Como foi amplamente divulgado, nossa legislação inspira-se na Convenção de Viena de 1988, da qual o Brasil é signatário e cujo tratado foi ratificado em 1991, pelo Decreto 154/91.1 No entanto, não há como negar a grande influência dos Estados Unidos no processo de combate ao crime da lavagem de dinheiro. Segundo estimativas mais conservadoras, lá se encontra o maior mercado para tal crime: são cerca de 500 bilhões de dólares "lavados" anualmente.2 Assim, mesmo que nossa tradição de direito romano possa seguir modelos de sistematização legiferantes europeus, foram os americanos quem exerceram pressão para que nosso Congresso emanasse aquele diploma legal.3

Por meio deste artigo, pretende-se dar uma visão atualizada dos mecanismos legais que existem no direito norte-america-no sobre o assunto. Para tanto, será dividido em três partes, a saber: a história da lavagem de dinheiro nos Estados Unidos, o surgimento do termo e o contexto histórico; os vários diplomas legais existentes que dão forma jurídica ao combate a tal crime e, finalmente, quais as entidades e instituições existentes relacionadas com o tema e o seu envolvimento com a prevenção e a repressão ao crime em questão, sempre sob o prisma americano.

## SOBRE A TAREFA
Você pode reescrever de forma mais breve o parágrafo do texto sobre lavagem de dinheiro que começa com "Como foi amplamente divulgado", mantendo seus fatos principais? Os registros não são necessários.

## DADOS FORNECIDOS
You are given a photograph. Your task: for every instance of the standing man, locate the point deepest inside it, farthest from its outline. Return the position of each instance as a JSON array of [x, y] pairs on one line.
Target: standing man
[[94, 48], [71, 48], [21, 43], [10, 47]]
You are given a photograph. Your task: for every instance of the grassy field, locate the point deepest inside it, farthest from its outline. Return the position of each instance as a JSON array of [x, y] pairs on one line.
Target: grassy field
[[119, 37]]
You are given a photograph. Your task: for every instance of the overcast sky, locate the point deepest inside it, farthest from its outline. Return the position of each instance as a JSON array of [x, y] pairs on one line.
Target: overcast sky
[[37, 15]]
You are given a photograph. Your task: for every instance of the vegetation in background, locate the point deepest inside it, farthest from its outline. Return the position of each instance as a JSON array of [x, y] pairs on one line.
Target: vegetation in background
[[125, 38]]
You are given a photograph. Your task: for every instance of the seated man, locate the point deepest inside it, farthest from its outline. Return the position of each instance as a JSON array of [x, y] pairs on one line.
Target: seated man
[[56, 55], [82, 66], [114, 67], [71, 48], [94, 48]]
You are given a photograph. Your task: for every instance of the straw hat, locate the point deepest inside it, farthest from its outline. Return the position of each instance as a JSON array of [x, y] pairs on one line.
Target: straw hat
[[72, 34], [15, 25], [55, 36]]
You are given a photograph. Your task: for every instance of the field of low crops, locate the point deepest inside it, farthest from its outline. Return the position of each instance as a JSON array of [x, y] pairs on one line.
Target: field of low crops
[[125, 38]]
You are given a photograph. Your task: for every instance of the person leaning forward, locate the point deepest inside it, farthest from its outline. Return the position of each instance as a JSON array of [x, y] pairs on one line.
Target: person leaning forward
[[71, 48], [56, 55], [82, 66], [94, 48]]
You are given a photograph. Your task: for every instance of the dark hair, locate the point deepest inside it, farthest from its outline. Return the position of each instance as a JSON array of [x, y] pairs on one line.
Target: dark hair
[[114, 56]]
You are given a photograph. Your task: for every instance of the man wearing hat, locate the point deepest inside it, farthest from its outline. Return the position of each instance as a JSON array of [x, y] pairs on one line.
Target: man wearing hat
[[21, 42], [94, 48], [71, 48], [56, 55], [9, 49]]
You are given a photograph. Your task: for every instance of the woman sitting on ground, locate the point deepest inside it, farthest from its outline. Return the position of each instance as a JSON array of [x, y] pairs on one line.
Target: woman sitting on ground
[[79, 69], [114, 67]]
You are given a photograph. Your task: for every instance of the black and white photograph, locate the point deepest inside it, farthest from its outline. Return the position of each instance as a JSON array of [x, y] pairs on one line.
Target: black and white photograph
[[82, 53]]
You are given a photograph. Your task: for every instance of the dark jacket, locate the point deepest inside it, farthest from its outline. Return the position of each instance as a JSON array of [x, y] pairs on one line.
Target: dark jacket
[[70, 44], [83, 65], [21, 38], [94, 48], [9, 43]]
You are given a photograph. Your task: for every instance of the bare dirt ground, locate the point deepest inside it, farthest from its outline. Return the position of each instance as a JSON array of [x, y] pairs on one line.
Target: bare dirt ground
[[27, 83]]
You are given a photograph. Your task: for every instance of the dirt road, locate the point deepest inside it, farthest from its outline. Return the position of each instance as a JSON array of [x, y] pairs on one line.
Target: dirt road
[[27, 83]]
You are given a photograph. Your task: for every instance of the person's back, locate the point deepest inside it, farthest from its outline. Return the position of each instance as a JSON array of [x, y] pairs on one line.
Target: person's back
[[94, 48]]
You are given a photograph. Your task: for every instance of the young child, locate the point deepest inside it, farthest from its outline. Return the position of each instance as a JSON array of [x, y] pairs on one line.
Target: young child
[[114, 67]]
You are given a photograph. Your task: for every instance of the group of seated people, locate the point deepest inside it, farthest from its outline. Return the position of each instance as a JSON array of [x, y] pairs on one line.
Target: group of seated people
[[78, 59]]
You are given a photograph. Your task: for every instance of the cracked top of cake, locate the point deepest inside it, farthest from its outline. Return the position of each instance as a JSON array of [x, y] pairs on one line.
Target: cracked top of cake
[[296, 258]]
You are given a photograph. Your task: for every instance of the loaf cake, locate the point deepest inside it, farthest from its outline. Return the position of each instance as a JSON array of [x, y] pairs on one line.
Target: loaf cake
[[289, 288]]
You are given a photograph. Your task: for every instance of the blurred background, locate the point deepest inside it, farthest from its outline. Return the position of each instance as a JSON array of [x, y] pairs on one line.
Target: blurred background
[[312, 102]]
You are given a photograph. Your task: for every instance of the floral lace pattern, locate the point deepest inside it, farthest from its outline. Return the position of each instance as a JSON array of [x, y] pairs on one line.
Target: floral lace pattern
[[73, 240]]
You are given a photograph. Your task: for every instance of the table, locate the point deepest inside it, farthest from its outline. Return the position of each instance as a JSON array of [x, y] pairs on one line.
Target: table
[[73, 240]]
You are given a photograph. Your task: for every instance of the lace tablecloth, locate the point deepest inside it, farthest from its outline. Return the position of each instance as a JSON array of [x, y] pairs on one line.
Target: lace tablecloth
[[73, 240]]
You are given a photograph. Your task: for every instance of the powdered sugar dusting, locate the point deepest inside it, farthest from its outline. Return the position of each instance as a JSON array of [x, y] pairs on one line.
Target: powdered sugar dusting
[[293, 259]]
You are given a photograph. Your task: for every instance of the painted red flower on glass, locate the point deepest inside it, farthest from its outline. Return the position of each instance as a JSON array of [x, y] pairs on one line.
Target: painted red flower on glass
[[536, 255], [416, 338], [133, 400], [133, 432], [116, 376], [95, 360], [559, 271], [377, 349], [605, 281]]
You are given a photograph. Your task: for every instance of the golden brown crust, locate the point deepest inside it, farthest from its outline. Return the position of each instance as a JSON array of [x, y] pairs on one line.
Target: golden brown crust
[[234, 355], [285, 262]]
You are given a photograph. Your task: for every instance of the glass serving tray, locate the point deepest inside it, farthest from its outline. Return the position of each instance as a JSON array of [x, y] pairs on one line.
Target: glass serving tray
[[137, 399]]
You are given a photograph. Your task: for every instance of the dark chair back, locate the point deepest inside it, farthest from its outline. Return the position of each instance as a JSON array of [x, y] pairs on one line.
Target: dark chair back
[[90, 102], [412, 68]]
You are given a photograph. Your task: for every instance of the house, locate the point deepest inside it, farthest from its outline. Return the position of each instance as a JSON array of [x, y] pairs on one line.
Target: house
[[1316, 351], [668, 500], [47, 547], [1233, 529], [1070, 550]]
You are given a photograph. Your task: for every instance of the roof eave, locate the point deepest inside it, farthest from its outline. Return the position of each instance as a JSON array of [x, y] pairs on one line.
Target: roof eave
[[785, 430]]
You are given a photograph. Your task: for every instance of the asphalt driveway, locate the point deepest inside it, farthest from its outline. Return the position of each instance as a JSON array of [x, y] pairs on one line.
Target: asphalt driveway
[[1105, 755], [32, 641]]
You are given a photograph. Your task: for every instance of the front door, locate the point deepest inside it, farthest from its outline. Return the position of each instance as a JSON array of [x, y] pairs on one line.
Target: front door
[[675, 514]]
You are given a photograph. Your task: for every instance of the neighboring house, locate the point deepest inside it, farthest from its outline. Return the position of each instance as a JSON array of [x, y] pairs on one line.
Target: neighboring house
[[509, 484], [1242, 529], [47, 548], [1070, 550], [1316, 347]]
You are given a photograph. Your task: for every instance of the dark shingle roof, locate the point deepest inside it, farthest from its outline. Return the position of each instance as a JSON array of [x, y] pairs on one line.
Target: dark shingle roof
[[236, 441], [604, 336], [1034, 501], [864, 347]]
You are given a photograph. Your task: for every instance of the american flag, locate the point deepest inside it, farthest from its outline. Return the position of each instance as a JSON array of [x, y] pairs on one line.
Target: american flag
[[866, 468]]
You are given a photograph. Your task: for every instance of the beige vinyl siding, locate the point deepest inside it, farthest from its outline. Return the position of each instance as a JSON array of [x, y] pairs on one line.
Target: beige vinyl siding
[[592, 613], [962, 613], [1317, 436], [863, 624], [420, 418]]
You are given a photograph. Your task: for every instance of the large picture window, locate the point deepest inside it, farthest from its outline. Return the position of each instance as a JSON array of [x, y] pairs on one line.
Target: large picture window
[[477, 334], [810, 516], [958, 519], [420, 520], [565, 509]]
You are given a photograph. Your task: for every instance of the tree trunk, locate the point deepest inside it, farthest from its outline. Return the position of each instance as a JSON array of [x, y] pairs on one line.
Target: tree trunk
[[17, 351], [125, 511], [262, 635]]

## RESPOSTA ESCRITA
A legislação brasileira se inspira na Convenção de Viena de 1988, assinada pelo Brasil e ratificada em 1991 pelo Decreto 154/91. Ainda assim, os Estados Unidos tiveram grande influência no combate à lavagem de dinheiro. Lá está o maior mercado desse crime, com cerca de 500 bilhões de dólares "lavados" por ano, segundo as estimativas mais conservadoras. Embora a tradição brasileira de direito romano possa seguir modelos europeus, foram os americanos que pressionaram o Congresso a aprovar a lei.